▸ SHORT EXERCISE
Reproduce the data below word for word, starting at the line that contains "brown branch occupies." and continuing through the final line, with both ends included. Leave the pictures out of your copy.

__________________________________________________

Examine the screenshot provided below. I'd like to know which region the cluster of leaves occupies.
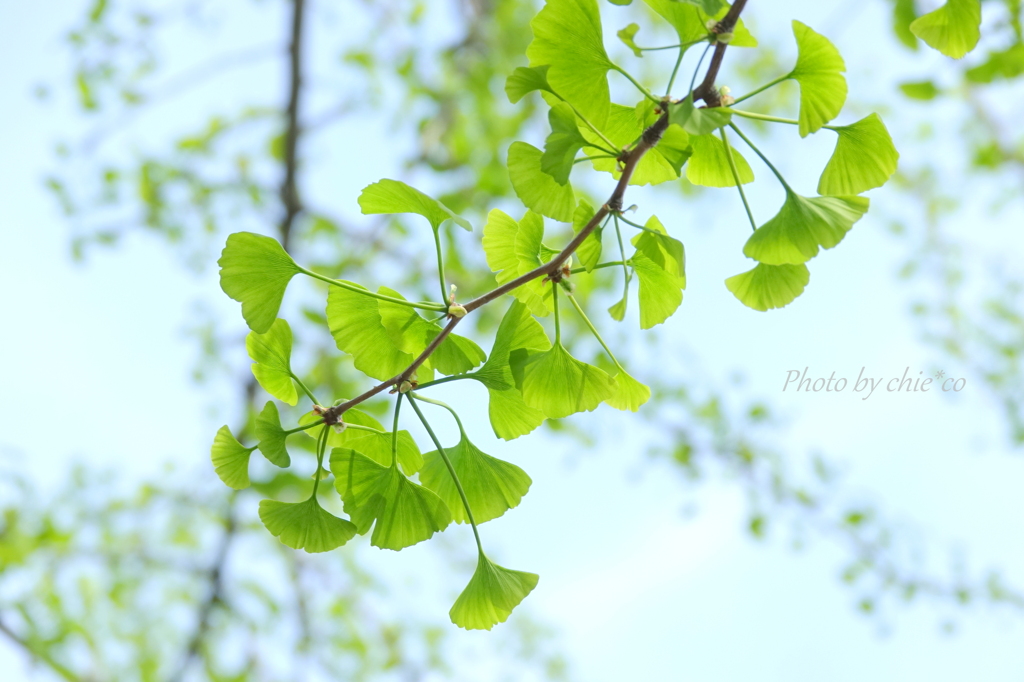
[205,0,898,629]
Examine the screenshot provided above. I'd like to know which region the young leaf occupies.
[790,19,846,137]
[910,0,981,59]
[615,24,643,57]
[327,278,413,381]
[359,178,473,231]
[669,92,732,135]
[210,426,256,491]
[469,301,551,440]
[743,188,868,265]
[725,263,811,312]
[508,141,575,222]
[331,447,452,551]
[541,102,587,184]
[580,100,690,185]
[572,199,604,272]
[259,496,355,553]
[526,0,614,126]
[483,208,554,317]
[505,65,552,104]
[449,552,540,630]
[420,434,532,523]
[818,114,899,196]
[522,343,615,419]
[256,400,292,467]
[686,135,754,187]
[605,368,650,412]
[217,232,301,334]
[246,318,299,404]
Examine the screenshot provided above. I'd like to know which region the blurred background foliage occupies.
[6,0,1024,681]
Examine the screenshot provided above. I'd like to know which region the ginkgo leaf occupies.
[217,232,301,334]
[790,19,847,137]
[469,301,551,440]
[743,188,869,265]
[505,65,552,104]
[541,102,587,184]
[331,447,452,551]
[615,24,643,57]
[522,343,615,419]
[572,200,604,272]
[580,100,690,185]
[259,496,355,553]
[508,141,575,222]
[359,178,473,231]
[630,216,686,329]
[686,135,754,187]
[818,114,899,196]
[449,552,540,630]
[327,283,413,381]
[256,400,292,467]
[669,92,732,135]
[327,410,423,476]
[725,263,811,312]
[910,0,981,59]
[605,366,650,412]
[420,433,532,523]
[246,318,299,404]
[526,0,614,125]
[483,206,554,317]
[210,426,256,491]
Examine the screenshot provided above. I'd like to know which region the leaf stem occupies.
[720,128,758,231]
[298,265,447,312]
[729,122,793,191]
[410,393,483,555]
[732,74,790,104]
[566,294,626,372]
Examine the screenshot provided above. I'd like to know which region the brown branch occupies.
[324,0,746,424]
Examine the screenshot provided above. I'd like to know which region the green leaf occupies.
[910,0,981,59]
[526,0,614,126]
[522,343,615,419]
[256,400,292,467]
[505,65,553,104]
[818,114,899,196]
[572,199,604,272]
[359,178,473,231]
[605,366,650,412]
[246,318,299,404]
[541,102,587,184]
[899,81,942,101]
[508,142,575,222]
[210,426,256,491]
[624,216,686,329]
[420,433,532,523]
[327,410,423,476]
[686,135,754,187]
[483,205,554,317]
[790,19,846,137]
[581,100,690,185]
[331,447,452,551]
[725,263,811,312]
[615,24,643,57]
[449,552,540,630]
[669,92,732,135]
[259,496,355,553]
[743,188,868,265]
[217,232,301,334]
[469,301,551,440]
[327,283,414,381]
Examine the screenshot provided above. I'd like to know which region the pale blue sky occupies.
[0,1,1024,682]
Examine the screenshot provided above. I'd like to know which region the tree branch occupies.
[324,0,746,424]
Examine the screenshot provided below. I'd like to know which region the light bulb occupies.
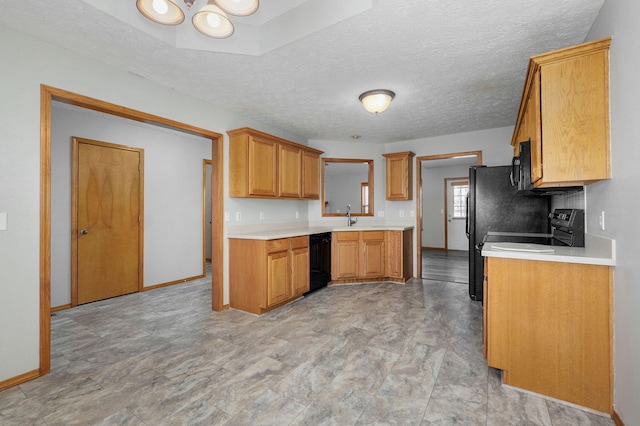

__________________________________________________

▸ SOLUTION TO THIS PROBLEM
Examine the screenshot provided above. I'd like to know which region the brown branch occupies.
[324,0,746,424]
Examine the screenshot provided above. I'd like to know which region the green leaf occupies.
[910,0,981,59]
[526,0,614,126]
[522,343,615,419]
[256,400,292,467]
[505,65,553,104]
[818,114,899,196]
[572,199,604,272]
[359,178,473,231]
[605,366,650,412]
[246,318,299,404]
[541,102,587,184]
[899,81,942,101]
[508,142,575,222]
[210,426,256,491]
[624,216,686,329]
[420,433,532,523]
[327,410,423,476]
[686,135,754,187]
[483,205,554,317]
[790,19,846,137]
[581,100,690,185]
[331,447,452,551]
[725,263,811,312]
[615,24,643,57]
[449,552,540,630]
[669,92,732,135]
[259,496,355,553]
[743,188,868,265]
[217,232,301,334]
[469,301,551,440]
[327,283,414,381]
Examine the screenshot provided above. I'd like to know which region the pale blue sky occupies.
[0,1,1024,682]
Examine the screenshot provided above. I'd like to know which region the tree branch occupies.
[324,0,746,424]
Examine the screenshot provided below. I'd like to know which region the light bulb occupies.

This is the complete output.